(Beginning of MATERIAL SHOWN)

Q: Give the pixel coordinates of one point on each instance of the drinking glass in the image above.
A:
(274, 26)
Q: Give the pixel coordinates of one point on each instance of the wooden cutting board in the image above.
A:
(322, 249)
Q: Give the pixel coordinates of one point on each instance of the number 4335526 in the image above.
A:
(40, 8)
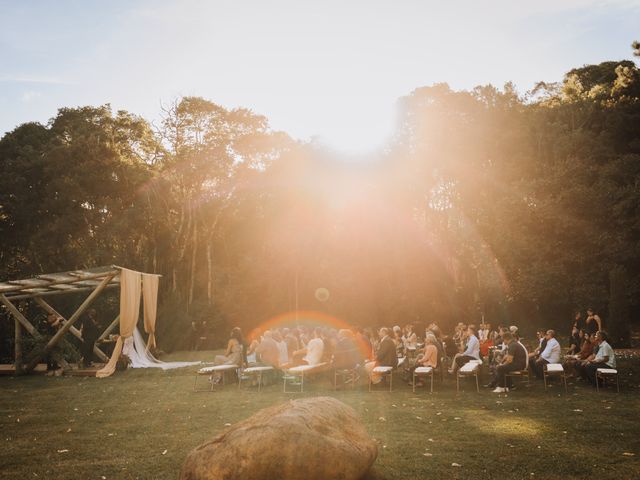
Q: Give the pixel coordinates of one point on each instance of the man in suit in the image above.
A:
(385, 355)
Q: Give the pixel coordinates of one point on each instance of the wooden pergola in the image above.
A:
(94, 280)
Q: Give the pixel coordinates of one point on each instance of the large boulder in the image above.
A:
(313, 438)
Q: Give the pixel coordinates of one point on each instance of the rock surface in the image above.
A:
(313, 438)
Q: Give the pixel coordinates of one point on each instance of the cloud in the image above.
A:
(30, 95)
(9, 78)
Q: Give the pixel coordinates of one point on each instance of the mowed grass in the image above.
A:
(141, 424)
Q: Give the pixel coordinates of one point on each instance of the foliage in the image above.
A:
(518, 209)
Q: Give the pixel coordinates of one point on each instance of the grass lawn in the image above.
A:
(141, 424)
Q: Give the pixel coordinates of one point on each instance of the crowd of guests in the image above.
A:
(502, 349)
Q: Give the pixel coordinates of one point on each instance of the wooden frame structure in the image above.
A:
(94, 280)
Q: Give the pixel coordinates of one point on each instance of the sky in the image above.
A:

(End of MATERIAL SHOWN)

## WHAT TO DO
Although the records include pictures, output only their text, exactly and completely.

## ANSWER TO THIS TASK
Q: Give the pixel coordinates of one point on each instance of the drinking glass in the image above.
A:
(274, 26)
Q: Give the pixel coordinates of one point on each instance of the wooden cutting board in the image above.
A:
(322, 249)
Q: Give the pixel coordinates of one point on each instance of the number 4335526 in the image above.
A:
(40, 8)
Q: Give the pixel coordinates of one point on each instance of the man in suit in the image above.
A:
(385, 355)
Q: Give the pixel coordinates of one point on each instance of the wooden pergola in the image above.
A:
(94, 280)
Q: Give the pixel coordinates of one point on each instance of the large boulder in the image above.
A:
(313, 438)
Q: Give the pixel coordinates of one point on each instance of the rock surface in the image above.
A:
(313, 438)
Q: Give the pixel coordinates of one point on each instance of the cloud in the image above.
A:
(30, 95)
(9, 78)
Q: Give the pixel coordinates of one point on each instance of the mowed grass in the image above.
A:
(141, 424)
Q: Give the pixel coordinates of one point on each instance of the foliage in the image above.
A:
(518, 209)
Q: Give the pixel coordinates of one point on each instance of the grass lawn in the image above.
A:
(141, 424)
Q: Give the pixel coordinates of one point on each instance of the crowd of guests in the image above.
A:
(502, 349)
Q: Give the pixel coordinates of one point on each instance of the wooden frame structure in the image above.
A:
(94, 280)
Q: Give the pixel coordinates of one point on each instance of the sky in the image above.
A:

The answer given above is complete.